Copy every one of the entries below word for word, keeping each line as it appears.

########

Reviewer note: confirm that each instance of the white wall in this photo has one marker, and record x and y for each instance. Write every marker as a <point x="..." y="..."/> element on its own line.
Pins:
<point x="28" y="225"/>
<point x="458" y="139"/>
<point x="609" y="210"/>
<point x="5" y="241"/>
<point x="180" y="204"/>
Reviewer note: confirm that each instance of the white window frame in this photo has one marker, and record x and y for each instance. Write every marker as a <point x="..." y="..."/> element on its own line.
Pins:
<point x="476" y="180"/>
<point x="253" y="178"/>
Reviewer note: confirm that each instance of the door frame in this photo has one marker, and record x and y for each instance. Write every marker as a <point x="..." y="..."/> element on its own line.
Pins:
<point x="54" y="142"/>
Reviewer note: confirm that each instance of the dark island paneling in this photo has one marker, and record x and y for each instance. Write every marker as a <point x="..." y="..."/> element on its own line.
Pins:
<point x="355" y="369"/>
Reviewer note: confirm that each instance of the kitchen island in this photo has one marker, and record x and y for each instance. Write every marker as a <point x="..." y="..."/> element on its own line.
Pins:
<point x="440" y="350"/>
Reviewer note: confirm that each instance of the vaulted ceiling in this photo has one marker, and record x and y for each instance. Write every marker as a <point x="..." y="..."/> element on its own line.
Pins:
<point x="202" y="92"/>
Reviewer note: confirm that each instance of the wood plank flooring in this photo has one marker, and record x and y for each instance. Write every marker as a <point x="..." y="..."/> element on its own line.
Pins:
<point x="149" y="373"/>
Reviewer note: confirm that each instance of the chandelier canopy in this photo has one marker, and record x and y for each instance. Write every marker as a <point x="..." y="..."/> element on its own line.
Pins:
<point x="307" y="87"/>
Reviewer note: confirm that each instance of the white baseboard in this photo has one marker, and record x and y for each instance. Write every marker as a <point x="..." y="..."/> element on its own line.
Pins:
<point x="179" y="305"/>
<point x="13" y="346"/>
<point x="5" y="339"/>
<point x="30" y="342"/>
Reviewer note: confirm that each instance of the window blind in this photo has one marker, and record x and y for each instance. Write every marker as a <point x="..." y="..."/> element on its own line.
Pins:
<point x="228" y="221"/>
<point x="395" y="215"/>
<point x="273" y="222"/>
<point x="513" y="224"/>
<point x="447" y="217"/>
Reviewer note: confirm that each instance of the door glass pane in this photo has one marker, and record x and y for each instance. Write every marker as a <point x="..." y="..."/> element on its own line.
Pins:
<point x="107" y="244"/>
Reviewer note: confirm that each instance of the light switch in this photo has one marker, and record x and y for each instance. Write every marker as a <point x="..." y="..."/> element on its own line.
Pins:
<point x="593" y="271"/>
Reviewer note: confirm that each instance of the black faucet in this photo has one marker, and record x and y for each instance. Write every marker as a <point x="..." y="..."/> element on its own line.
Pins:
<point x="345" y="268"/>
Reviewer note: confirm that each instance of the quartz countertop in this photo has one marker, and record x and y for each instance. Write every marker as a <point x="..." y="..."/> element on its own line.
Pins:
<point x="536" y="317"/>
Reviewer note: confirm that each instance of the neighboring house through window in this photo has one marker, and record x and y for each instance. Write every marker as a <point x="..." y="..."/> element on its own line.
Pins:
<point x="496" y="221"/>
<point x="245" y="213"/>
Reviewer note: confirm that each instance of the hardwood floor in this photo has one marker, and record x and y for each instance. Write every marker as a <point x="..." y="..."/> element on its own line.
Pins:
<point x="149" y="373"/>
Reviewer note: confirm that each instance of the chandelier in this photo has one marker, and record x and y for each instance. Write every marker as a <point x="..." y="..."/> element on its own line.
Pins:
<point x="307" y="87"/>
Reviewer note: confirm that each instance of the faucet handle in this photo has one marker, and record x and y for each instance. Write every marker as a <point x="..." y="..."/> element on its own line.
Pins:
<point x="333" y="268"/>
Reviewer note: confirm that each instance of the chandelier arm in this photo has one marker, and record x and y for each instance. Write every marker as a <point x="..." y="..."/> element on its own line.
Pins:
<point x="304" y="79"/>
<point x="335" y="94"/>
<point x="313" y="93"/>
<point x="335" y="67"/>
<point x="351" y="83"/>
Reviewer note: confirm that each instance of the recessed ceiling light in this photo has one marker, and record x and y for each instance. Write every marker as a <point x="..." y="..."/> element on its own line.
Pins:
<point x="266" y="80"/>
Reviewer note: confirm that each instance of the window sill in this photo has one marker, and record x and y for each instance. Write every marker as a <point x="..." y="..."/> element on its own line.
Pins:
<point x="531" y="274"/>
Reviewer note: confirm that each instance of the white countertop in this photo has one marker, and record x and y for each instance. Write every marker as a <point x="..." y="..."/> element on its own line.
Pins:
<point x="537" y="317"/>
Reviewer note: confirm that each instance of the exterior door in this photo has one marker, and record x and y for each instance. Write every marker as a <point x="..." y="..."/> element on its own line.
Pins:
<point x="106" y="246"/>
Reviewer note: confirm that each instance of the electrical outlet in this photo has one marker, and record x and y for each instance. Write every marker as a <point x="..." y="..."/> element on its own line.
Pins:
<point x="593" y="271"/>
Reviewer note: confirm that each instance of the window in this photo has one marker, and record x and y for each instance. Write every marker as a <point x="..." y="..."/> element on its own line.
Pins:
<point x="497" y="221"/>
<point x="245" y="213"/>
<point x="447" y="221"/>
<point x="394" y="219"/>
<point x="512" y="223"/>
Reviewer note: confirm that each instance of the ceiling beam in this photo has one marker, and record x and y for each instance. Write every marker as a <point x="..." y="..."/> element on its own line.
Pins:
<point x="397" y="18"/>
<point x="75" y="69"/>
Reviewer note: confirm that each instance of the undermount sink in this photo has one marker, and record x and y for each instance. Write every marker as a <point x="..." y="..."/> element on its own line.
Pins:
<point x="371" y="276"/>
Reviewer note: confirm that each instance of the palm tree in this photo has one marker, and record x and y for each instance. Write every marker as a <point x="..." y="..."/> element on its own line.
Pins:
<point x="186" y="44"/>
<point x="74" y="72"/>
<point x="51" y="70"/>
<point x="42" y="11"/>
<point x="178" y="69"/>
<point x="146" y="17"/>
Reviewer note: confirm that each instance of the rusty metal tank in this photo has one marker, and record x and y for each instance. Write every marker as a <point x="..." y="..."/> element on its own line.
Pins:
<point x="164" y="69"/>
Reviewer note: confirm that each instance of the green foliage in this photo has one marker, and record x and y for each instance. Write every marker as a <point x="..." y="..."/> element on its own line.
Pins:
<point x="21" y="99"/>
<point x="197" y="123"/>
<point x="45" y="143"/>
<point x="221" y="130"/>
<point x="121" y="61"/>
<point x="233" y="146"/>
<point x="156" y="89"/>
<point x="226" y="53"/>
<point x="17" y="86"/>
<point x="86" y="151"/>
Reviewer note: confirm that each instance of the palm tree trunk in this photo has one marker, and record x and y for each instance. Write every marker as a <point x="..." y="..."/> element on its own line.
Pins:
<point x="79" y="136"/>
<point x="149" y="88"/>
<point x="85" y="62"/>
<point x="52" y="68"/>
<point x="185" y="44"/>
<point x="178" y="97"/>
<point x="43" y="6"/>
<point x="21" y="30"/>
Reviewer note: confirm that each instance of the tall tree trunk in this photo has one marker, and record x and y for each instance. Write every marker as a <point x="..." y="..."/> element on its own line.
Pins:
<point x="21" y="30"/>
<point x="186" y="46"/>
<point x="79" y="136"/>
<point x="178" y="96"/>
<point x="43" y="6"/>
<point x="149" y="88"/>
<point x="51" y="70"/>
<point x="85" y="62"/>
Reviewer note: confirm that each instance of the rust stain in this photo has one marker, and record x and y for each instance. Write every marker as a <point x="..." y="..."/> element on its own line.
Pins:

########

● **Solved exercise**
Reviewer note: confirm that each instance of the white wall in this photo has one marker, and record x and y for each instance. Write every marker as a <point x="..." y="..."/> element on its own line.
Pins:
<point x="28" y="225"/>
<point x="458" y="139"/>
<point x="609" y="210"/>
<point x="5" y="241"/>
<point x="180" y="204"/>
Reviewer note: confirm that each instance of the white window frame in this photo has one marker, and record x and y for each instance. Write every marker as a <point x="..." y="..."/> element on its own line.
Pins:
<point x="476" y="180"/>
<point x="253" y="178"/>
Reviewer note: confirm that each instance of the door frame in this photo has one marker, and record x and y for each instance. Write every marker as a <point x="..." y="..."/> element on its own line.
Pins:
<point x="54" y="142"/>
Reviewer note: confirm that each instance of the dark island paneling in this photo has one marker, and record x and y for each instance. Write every marker as a <point x="..." y="..."/> element on its own line.
Pins:
<point x="355" y="369"/>
Reviewer note: confirm that each instance of the kitchen island in this photo has one marker, and record x and y for each instance. Write every marker as a <point x="..." y="..."/> element on its own line.
Pins:
<point x="440" y="350"/>
Reviewer note: confirm that each instance of the vaulted ceiling in this photo has one marker, and record x and y for each instance. Write every marker as a <point x="..." y="..."/> element on its own line.
Pins:
<point x="202" y="92"/>
Reviewer note: confirm that each instance of the wood plank flooring in this photo has one marker, and record x and y for each instance. Write every marker as a <point x="..." y="..."/> element on its own line.
Pins:
<point x="149" y="373"/>
Reviewer note: confirm that each instance of the chandelier canopy in this photo has one marker, and record x and y for each instance. Write every marker as a <point x="..." y="..."/> element on its own line.
Pins:
<point x="307" y="87"/>
Reviewer note: confirm that each instance of the white baseboard in this photo has one marker, and record x and y for each instance. Write every marker as a <point x="..." y="..."/> element on its own line.
Pins:
<point x="179" y="305"/>
<point x="13" y="346"/>
<point x="5" y="339"/>
<point x="30" y="342"/>
Reviewer note: confirm that each instance of the window blind in this photo has one marker, and record x and y for each instance. Write every marker as a <point x="..." y="..."/> element on its own line.
Pins:
<point x="228" y="221"/>
<point x="395" y="215"/>
<point x="273" y="222"/>
<point x="513" y="224"/>
<point x="447" y="217"/>
Reviewer note: confirm that each instance of the door glass pane in this photo has one marker, and record x and y for each instance. Write every marker as a <point x="..." y="..."/> element on its own line.
Pins:
<point x="107" y="244"/>
Reviewer note: confirm that each instance of the light switch in this photo has one marker, and record x and y for each instance. Write every marker as a <point x="..." y="..."/> element on its own line.
Pins:
<point x="593" y="271"/>
Reviewer note: confirm that each instance of the black faucet in this photo has one marker, and record x and y for each instance. Write every marker as a <point x="..." y="..."/> element on its own line.
Pins:
<point x="345" y="268"/>
Reviewer note: confirm that each instance of the quartz countertop in this photo has one marker, and record x and y for each instance. Write every marker as a <point x="..." y="..."/> element on its own line.
Pins:
<point x="536" y="317"/>
Reviewer note: confirm that each instance of the neighboring house through window in this photo has one marker, and record x and y for each instance. Write every marker as a <point x="..." y="..."/> element on its own line.
Pins:
<point x="496" y="221"/>
<point x="245" y="213"/>
Reviewer note: confirm that each instance of the hardwood floor in this photo has one marker, and record x and y for each instance. Write every marker as a <point x="..." y="..."/> element on its own line.
Pins:
<point x="149" y="373"/>
Reviewer note: confirm that each instance of the chandelier in this photo has one marker, and record x and y for each instance. Write every marker as a <point x="..." y="..."/> element on its own line.
Pins:
<point x="307" y="87"/>
Reviewer note: confirm that each instance of the faucet handle in this photo has one marker, and record x and y for each instance. Write every marker as a <point x="..." y="..."/> element on its own line.
Pins:
<point x="333" y="268"/>
Reviewer note: confirm that each instance of the chandelier arm in this photo has one marker, and record x and y for each instance. Write every marker as a <point x="..." y="..."/> element on its own line.
Pins:
<point x="304" y="79"/>
<point x="335" y="94"/>
<point x="313" y="93"/>
<point x="335" y="67"/>
<point x="351" y="83"/>
Reviewer note: confirm that each instance of the recessed ceiling light in this photo has one marker, and record x and y for each instance. Write every marker as a <point x="..." y="..."/> element on its own line.
Pins:
<point x="266" y="80"/>
Reviewer note: confirm that each instance of the window sill in this photo has one marker, and record x and y for each instance. Write every marker as a <point x="..." y="..."/> element on its own line.
Pins:
<point x="531" y="274"/>
Reviewer note: confirm that each instance of the white countertop in this photo has one marker, and record x and y for each instance. Write every marker as a <point x="..." y="..."/> element on its own line.
Pins:
<point x="537" y="317"/>
Reviewer note: confirm that each instance of the exterior door in this photo has one marker, and record x and y for each instance. Write every marker as a <point x="..." y="..."/> element on its own line.
Pins:
<point x="106" y="246"/>
Reviewer note: confirm that each instance of the electrical outlet in this photo has one marker, and record x and y for each instance. Write every marker as a <point x="..." y="..."/> element on its own line.
Pins:
<point x="593" y="271"/>
Reviewer note: confirm that each instance of the window in this photo has one marker, and record x and y for each instance. Write every marker as a <point x="..." y="..."/> element on its own line.
Pins:
<point x="497" y="221"/>
<point x="245" y="213"/>
<point x="447" y="221"/>
<point x="394" y="219"/>
<point x="512" y="223"/>
Reviewer note: confirm that each instance of the ceiling beam in this photo has one marker, and record x and y for each instance. Write every marker as a <point x="..." y="..."/> element on its own line.
Pins:
<point x="397" y="18"/>
<point x="75" y="69"/>
Reviewer note: confirm that each instance of the undermount sink in this photo has one marker, and record x and y for each instance. Write every marker as a <point x="..." y="..."/> element on its own line.
Pins:
<point x="371" y="276"/>
Reviewer note: confirm that each instance of the palm tree in this photo has one marker, and record x and y for each instance. Write every marker as a <point x="..." y="..."/> element on its own line.
Pins:
<point x="186" y="44"/>
<point x="74" y="72"/>
<point x="51" y="70"/>
<point x="42" y="11"/>
<point x="178" y="69"/>
<point x="146" y="17"/>
Reviewer note: confirm that each instance of the rusty metal tank in this photo has one marker, and record x and y for each instance. Write every marker as a <point x="..." y="..."/> element on its own line.
Pins:
<point x="164" y="69"/>
Reviewer note: confirm that each instance of the green foliage in this photo has one marker, and record x and y for each instance. Write every marker as a <point x="..." y="..."/> element on its own line.
Pins:
<point x="21" y="99"/>
<point x="197" y="123"/>
<point x="45" y="143"/>
<point x="221" y="130"/>
<point x="121" y="61"/>
<point x="233" y="146"/>
<point x="156" y="89"/>
<point x="226" y="53"/>
<point x="17" y="86"/>
<point x="86" y="151"/>
Reviewer note: confirm that each instance of the palm tree trunk in this photo has one marker, and record x and y for each instance. Write every marker as a <point x="..." y="..."/> element on its own line.
Pins:
<point x="79" y="136"/>
<point x="149" y="88"/>
<point x="85" y="62"/>
<point x="52" y="68"/>
<point x="185" y="44"/>
<point x="178" y="97"/>
<point x="43" y="6"/>
<point x="21" y="30"/>
Reviewer note: confirm that each instance of the tall tree trunk in this photo has one marker, and record x and y for each instance. Write every marker as a <point x="..." y="..."/> element on its own line.
Pins:
<point x="21" y="30"/>
<point x="186" y="46"/>
<point x="79" y="136"/>
<point x="178" y="96"/>
<point x="43" y="6"/>
<point x="149" y="88"/>
<point x="51" y="70"/>
<point x="85" y="62"/>
Reviewer note: confirm that each instance of the rust stain in this photo has one marker, and record x and y for each instance. Write every marker as a <point x="..." y="..."/> element on its own line.
Pins:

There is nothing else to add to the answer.